How many lines in the records below contain the word "ceiling"? Answer with the number and nothing else.

● Point localization data:

++++++++++++++++++++

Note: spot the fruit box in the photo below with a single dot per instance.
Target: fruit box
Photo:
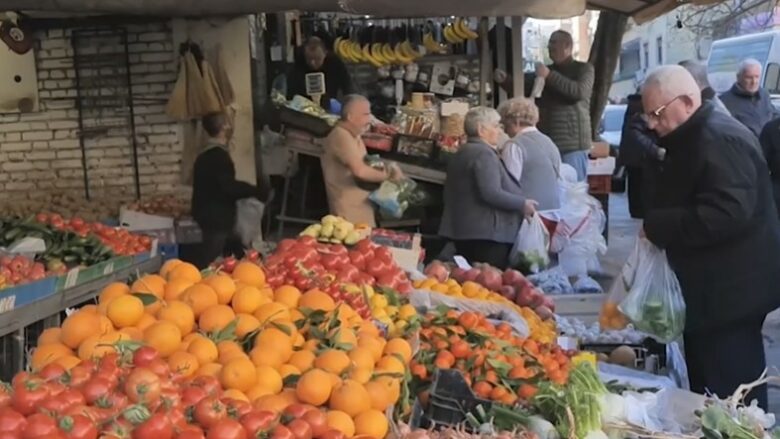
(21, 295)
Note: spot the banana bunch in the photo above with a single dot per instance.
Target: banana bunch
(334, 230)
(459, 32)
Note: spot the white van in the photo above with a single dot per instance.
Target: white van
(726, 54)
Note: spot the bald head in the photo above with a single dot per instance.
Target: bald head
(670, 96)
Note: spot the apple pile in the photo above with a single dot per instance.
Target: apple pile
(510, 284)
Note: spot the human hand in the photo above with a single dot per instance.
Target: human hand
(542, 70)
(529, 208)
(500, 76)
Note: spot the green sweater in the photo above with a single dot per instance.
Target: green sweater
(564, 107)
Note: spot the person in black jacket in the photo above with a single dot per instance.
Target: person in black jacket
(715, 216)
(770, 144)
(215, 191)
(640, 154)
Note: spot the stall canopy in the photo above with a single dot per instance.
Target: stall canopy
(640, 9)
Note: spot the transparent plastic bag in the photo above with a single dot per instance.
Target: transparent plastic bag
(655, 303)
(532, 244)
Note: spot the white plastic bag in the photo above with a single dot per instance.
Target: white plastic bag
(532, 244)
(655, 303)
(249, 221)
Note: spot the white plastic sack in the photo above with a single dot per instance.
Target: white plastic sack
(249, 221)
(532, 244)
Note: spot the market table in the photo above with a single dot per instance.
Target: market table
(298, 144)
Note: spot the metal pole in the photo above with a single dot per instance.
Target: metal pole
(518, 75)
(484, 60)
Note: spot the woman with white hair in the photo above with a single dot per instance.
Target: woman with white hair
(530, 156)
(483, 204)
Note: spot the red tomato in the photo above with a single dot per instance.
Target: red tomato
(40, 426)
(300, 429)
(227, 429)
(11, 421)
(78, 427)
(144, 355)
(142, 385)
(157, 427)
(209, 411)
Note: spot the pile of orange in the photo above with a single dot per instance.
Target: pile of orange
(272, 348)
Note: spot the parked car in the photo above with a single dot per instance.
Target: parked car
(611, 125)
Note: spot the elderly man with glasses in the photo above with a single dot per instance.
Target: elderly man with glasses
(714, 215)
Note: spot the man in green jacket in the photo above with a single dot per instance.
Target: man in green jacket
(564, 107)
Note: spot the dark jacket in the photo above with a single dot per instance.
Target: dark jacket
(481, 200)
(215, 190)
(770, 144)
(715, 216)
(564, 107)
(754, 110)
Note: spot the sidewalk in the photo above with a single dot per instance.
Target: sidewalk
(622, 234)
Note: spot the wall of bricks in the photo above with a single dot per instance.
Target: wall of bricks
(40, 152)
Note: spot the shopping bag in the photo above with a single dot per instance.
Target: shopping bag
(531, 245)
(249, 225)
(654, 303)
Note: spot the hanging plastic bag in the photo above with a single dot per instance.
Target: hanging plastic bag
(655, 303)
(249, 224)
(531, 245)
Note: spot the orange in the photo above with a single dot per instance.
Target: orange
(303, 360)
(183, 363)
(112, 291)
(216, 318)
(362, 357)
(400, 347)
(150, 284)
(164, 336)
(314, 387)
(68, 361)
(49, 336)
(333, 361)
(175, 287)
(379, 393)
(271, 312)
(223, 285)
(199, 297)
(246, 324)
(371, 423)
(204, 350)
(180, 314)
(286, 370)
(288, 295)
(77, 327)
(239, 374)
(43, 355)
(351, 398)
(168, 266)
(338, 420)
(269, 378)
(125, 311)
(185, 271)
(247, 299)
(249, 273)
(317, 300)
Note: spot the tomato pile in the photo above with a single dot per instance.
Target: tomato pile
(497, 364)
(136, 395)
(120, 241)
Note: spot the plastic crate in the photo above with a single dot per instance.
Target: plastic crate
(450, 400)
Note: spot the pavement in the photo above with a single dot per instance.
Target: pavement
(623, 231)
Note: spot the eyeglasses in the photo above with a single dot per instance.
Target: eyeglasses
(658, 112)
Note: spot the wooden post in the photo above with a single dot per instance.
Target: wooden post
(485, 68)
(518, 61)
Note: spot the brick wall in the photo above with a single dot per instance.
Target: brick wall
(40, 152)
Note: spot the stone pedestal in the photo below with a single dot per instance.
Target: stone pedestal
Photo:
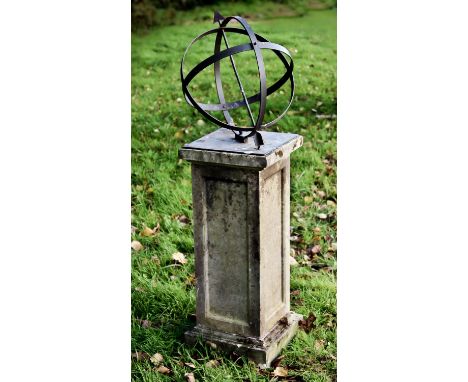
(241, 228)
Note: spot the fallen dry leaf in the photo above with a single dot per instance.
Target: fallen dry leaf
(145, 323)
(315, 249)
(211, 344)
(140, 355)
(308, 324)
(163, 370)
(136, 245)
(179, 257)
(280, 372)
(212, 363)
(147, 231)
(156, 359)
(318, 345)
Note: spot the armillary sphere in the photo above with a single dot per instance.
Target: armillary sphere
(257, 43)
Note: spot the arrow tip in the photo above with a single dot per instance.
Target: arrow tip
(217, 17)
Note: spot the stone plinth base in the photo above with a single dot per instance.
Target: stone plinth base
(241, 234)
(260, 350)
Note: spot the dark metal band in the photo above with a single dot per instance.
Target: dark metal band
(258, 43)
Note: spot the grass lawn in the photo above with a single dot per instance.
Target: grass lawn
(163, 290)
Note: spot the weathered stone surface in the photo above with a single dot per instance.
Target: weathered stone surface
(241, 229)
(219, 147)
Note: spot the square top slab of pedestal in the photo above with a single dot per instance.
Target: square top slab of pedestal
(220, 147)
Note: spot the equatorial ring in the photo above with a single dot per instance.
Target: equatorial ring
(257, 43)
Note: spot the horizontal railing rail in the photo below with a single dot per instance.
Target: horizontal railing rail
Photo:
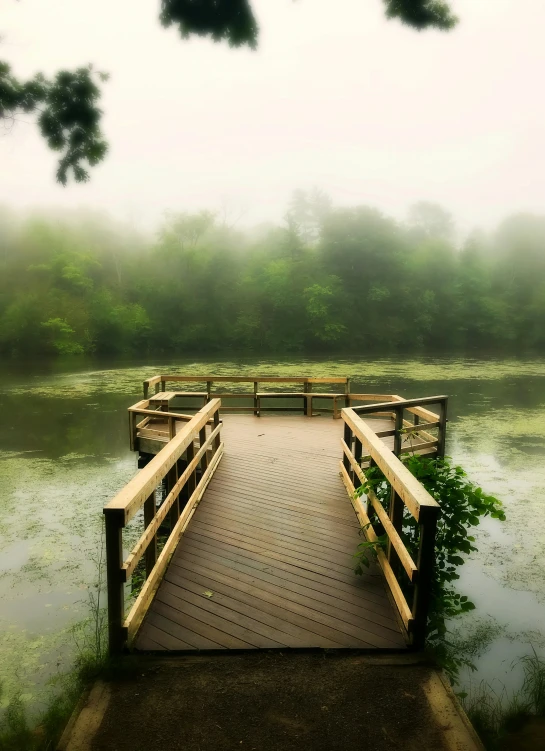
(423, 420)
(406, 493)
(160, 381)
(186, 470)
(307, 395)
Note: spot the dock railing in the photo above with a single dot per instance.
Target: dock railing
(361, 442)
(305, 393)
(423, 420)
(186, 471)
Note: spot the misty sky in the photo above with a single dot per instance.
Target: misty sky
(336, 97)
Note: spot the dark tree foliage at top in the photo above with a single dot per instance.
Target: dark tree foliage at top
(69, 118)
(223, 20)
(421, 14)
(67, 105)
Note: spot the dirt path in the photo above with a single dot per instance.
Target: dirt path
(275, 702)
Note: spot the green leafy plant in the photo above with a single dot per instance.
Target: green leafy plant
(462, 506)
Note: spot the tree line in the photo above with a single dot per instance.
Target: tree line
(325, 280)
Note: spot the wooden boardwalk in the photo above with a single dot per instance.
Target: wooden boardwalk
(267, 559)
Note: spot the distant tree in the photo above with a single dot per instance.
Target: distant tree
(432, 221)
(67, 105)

++++++++++++++++++++

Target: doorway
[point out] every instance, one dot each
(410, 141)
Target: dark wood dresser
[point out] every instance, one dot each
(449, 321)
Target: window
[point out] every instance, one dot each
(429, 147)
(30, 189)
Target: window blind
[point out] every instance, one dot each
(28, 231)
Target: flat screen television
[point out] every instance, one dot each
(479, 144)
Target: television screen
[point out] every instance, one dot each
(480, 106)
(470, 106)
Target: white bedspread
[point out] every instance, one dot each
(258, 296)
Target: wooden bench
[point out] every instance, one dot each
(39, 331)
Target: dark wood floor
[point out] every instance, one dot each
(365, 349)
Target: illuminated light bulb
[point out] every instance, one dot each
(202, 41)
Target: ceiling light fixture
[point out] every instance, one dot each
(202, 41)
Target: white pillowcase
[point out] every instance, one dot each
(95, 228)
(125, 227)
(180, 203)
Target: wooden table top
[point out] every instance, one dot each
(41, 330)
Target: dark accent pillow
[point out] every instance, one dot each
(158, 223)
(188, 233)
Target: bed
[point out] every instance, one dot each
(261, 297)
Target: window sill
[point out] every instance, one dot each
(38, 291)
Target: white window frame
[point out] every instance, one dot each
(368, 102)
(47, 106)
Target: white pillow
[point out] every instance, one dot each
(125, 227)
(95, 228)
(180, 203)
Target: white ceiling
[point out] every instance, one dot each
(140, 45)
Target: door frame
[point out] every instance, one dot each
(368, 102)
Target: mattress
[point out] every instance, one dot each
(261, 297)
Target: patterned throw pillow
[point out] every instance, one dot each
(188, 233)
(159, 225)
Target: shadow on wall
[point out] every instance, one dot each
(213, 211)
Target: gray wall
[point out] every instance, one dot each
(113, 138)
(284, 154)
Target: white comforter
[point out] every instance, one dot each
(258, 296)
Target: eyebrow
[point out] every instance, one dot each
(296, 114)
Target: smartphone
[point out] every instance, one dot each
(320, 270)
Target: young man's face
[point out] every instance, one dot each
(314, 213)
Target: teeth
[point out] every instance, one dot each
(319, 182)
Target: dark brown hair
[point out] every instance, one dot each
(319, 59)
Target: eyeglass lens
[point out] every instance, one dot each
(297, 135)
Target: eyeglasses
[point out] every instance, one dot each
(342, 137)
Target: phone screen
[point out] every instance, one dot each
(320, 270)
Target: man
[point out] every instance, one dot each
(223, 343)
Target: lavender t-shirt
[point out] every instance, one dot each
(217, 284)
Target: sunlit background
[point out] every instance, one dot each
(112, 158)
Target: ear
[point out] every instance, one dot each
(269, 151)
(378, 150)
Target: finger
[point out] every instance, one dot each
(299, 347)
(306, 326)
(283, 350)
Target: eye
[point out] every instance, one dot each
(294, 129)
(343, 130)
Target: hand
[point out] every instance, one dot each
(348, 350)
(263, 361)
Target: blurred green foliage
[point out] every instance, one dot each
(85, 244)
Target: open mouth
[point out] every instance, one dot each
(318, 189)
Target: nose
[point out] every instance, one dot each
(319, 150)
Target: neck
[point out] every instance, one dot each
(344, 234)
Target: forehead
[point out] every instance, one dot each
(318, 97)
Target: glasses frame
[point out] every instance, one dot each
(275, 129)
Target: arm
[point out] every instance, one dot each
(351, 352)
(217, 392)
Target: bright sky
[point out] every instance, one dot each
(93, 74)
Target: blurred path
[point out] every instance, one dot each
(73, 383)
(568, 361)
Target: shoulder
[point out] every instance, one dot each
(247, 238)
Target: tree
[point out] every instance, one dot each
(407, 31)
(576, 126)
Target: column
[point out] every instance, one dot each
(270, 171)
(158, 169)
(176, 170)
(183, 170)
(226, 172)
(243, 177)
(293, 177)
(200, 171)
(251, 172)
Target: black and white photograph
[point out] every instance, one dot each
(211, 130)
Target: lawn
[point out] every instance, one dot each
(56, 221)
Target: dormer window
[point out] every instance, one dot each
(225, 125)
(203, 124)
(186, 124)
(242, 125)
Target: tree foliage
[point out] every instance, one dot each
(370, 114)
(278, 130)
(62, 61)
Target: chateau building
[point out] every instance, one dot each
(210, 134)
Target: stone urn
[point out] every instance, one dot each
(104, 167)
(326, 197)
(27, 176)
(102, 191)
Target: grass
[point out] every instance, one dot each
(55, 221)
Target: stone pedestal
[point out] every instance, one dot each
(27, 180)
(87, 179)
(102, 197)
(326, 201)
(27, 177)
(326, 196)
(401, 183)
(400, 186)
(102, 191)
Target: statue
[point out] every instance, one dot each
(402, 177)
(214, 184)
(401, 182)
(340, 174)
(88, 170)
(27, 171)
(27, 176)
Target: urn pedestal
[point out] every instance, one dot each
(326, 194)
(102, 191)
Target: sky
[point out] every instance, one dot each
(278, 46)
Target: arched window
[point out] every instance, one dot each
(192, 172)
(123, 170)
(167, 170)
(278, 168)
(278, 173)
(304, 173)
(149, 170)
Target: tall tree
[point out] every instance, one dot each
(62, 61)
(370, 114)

++++++++++++++++++++

● Answer box: 2